YOUR ASSIGNMENT
With pictures left out, retype the lines from the start of the records through the one that contains "Annotate blue face mask.".

DATA START

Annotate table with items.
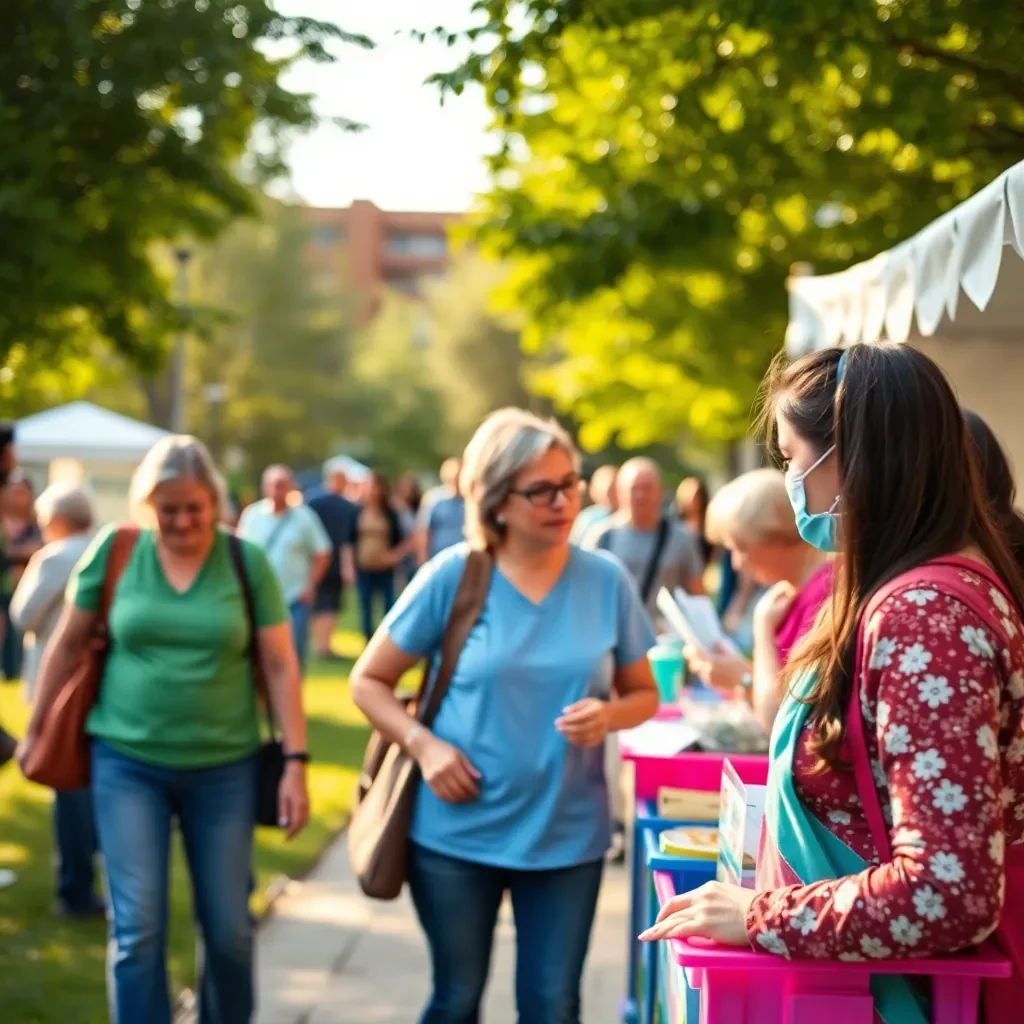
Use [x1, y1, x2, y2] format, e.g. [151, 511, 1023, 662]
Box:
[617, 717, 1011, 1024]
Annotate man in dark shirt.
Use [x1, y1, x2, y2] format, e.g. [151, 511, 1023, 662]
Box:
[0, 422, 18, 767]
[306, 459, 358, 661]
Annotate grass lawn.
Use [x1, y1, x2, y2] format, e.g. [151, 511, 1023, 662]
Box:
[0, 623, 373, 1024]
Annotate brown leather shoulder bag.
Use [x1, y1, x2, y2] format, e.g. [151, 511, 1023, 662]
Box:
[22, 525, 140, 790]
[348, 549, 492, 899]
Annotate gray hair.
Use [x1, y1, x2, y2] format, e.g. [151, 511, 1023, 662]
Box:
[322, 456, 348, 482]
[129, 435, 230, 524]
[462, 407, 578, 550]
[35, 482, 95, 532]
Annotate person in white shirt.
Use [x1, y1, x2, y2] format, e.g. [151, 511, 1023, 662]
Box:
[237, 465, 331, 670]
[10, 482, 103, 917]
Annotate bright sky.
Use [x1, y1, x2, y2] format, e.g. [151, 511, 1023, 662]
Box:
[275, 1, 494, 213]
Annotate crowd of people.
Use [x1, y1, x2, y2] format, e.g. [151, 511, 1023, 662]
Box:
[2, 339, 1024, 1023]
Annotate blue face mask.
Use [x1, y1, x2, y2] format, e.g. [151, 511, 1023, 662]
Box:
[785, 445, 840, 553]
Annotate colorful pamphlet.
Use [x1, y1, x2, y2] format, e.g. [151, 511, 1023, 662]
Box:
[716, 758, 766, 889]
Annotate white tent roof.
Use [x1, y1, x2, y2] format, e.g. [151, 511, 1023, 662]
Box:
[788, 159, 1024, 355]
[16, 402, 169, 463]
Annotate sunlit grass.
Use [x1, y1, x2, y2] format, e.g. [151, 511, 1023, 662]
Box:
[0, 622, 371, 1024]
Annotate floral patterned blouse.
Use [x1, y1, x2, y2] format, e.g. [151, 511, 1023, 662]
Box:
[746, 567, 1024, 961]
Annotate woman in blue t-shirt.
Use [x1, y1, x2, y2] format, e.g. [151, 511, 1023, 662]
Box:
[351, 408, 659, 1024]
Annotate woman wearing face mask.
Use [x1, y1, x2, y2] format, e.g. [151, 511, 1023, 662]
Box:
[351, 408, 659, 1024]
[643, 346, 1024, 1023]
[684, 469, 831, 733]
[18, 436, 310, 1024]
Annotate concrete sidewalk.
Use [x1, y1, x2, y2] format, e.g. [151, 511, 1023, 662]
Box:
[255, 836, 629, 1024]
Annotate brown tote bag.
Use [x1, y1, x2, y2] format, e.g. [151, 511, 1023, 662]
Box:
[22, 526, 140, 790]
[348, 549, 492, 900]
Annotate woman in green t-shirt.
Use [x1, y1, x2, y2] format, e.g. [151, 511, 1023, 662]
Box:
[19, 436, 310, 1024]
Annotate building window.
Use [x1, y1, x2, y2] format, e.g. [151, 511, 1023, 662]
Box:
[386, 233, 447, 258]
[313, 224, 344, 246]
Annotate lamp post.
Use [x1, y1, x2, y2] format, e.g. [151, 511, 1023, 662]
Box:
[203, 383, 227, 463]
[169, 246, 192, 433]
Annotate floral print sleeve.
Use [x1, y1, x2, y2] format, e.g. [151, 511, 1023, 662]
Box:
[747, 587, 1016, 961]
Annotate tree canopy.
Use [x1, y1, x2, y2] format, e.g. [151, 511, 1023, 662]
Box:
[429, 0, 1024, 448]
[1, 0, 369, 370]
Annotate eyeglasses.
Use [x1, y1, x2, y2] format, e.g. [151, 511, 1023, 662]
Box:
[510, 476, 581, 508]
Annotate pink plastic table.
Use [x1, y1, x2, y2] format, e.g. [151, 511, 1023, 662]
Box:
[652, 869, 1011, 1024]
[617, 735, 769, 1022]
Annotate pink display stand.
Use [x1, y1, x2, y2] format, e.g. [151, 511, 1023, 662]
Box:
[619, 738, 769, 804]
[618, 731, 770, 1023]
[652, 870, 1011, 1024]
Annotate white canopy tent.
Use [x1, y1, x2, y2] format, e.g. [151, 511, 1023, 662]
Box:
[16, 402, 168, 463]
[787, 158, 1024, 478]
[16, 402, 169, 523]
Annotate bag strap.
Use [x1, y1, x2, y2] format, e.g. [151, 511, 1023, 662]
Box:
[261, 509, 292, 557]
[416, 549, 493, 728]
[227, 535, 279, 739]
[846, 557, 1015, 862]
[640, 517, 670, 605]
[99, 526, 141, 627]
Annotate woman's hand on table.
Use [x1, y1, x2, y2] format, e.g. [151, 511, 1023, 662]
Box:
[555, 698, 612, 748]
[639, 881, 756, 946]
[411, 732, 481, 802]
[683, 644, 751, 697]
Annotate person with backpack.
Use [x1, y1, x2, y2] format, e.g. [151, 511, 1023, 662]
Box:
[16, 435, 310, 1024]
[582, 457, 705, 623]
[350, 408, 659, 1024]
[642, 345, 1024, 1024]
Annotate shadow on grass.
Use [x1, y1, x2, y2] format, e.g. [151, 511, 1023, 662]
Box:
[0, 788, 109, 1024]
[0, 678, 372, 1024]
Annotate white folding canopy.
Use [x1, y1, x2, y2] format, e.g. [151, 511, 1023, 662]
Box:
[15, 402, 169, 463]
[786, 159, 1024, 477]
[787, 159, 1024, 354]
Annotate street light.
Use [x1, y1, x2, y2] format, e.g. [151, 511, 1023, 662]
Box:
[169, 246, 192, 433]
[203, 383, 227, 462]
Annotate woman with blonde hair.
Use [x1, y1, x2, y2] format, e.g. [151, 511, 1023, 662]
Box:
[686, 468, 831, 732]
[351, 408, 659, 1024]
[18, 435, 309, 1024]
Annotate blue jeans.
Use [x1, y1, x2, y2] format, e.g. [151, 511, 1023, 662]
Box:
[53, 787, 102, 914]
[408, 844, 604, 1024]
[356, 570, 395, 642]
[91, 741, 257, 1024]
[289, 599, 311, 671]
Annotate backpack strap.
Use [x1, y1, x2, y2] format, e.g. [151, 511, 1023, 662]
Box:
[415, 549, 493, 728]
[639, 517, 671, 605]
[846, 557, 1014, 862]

DATA END

EXERCISE ANSWER
Annotate table with items.
Use [x1, y1, x2, y2] format, e.g. [151, 511, 1023, 662]
Box:
[617, 717, 1011, 1024]
Annotate man in dark shirt.
Use [x1, y1, x2, y2] format, e.g. [151, 511, 1023, 662]
Box:
[0, 422, 18, 767]
[306, 459, 358, 661]
Annotate grass lawn.
Use [x1, y1, x2, y2] format, e.g. [151, 511, 1023, 662]
Box:
[0, 623, 373, 1024]
Annotate brown leather shoulder bag.
Use [x1, y1, x2, y2] format, e.g. [151, 511, 1023, 662]
Box:
[22, 525, 140, 790]
[348, 549, 492, 899]
Annotate gray hair.
Use [x1, y1, x2, y2] format, e.g. [151, 511, 1023, 662]
Box:
[322, 456, 348, 482]
[129, 435, 230, 524]
[462, 407, 578, 550]
[35, 482, 95, 532]
Annotate person in white shirt.
Use [x1, y1, x2, y2] format, e.g. [151, 511, 1023, 662]
Box:
[237, 465, 331, 670]
[10, 482, 103, 917]
Annotate bright sky.
Use [x1, y1, x2, y2] format, e.g. [151, 511, 1023, 662]
Box:
[275, 1, 494, 213]
Annotate crowd of people.
Use [x1, y1, x2, y2] format, e.g. [151, 511, 1023, 662]
Box:
[2, 339, 1024, 1023]
Annotate blue face mask.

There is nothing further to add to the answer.